▶ TAREFAS:
1. Reproduza o trecho do texto sobre a tributação das companhias aéreas que começa em "Separamos alguns pontos" e vai até "de transporte aéreo.", inclusive.
2. Responda, com base no texto sobre a tributação das companhias aéreas:
(a) Quais tributos o IBS substitui?
(b) A qual equipe pertence Douglas S. Ayres Domingues?
(c) Que benefício a trava à concessão de incentivos fiscais pode dificultar?

▶ TRECHO DE ORIGEM:
::::::::

Aumento de impostos à vista para companhias aéreas que operam voos domésticos
O mercado aéreo aguarda a legislação complementar às novas regras aprovadas pela Reforma Tributária. A expectativa, no entanto, é de que o aumento da carga tributária para o setor seja certa.
Neste artigo, Douglas S. Ayres Domingues, da equipe de Tributário de Di Ciero Advogados, faz um panorama do cenário.
É praticamente certo que a reforma aprovada aumentará a carga tributária do setor de serviços, dentre eles está o setor aéreo. Especificamente em relação às companhias aéreas que operam voos domésticos de cargas e passageiros, o impacto pode ser maior.
Separamos alguns pontos de atenção para abordar nessa pequena reflexão:
I) Possível incidência do IBS (substituto do ICMS e do ISS) sobre o transporte aéreo de passageiros;
II) Possível oneração pelo imposto seletivo, se instituído com a finalidade de aumentar a carga tributária de atividades consideradas danosas ao meio ambiente;
III) Possível oneração decorrente da aplicação do Princípio da Defesa ao Meio Ambiente com a finalidade de aumentar a carga tributária de atividades consideradas danosas;
IV) A trava à concessão de incentivos fiscais pode impactar e dificultar a concessão de benefícios como a redução da base de cálculo do tributo na aquisição do querosene de aviação (QAV);
V) Possível aumento da tributação global incidente sobre os serviços de transporte aéreo.

::::::::

Itens de rotulagem para segmentação
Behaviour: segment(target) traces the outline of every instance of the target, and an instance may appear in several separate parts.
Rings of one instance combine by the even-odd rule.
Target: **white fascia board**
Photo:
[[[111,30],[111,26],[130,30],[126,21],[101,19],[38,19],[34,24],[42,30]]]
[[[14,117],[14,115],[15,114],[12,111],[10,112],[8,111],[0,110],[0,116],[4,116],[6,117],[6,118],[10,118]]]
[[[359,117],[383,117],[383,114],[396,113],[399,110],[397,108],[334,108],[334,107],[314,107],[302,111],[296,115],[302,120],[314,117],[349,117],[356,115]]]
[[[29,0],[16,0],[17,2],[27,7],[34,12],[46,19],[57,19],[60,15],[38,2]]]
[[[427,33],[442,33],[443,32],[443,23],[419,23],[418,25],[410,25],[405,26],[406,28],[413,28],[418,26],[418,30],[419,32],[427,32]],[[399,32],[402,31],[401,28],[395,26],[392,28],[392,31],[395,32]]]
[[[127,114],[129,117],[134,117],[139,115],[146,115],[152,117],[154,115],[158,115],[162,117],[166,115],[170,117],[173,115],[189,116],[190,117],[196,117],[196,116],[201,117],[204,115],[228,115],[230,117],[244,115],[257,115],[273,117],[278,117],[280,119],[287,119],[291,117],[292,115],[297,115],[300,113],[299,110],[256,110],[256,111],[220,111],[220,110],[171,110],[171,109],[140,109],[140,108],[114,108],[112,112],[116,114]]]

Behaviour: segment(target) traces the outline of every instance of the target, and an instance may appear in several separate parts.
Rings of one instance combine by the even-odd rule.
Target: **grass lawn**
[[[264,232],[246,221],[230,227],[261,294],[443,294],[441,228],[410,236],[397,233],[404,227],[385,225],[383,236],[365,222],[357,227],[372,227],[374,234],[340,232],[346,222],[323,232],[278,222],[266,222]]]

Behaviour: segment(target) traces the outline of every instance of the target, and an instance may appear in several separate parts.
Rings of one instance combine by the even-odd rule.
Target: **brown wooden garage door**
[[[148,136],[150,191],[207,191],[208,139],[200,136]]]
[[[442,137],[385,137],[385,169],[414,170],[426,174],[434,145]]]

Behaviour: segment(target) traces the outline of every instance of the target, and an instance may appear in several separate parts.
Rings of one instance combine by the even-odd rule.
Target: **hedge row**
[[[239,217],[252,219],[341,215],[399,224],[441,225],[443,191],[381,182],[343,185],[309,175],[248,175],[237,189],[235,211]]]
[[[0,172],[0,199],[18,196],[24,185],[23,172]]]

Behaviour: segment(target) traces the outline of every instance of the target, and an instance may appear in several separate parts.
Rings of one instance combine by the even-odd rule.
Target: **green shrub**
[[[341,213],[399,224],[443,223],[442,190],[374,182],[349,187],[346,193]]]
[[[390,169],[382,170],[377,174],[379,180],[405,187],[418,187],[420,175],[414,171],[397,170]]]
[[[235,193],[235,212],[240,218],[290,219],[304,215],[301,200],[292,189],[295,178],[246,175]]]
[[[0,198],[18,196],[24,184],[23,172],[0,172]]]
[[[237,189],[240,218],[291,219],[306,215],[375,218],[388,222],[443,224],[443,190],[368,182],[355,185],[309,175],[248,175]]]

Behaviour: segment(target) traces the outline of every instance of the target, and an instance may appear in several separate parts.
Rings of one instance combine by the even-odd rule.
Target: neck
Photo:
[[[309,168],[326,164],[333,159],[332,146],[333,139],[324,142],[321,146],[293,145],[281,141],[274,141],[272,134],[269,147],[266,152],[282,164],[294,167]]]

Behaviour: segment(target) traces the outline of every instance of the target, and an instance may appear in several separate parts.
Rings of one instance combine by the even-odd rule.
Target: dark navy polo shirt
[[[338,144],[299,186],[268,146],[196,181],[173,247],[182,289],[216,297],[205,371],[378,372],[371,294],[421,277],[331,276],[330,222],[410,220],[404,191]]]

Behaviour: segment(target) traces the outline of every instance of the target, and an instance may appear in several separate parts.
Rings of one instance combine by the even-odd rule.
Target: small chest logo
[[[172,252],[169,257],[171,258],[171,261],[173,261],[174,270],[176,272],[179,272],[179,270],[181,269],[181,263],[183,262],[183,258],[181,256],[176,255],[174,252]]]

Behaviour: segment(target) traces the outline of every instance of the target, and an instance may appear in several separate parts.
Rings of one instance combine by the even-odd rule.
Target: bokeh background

::::::::

▶ RESPOSTAS POR TAREFA:
1.
Separamos alguns pontos de atenção para abordar nessa pequena reflexão:
I) Possível incidência do IBS (substituto do ICMS e do ISS) sobre o transporte aéreo de passageiros;
II) Possível oneração pelo imposto seletivo, se instituído com a finalidade de aumentar a carga tributária de atividades consideradas danosas ao meio ambiente;
III) Possível oneração decorrente da aplicação do Princípio da Defesa ao Meio Ambiente com a finalidade de aumentar a carga tributária de atividades consideradas danosas;
IV) A trava à concessão de incentivos fiscais pode impactar e dificultar a concessão de benefícios como a redução da base de cálculo do tributo na aquisição do querosene de aviação (QAV);
V) Possível aumento da tributação global incidente sobre os serviços de transporte aéreo.

2.
(a) O ICMS e o ISS.
(b) À equipe de Tributário de Di Ciero Advogados.
(c) A redução da base de cálculo do tributo na aquisição do querosene de aviação (QAV).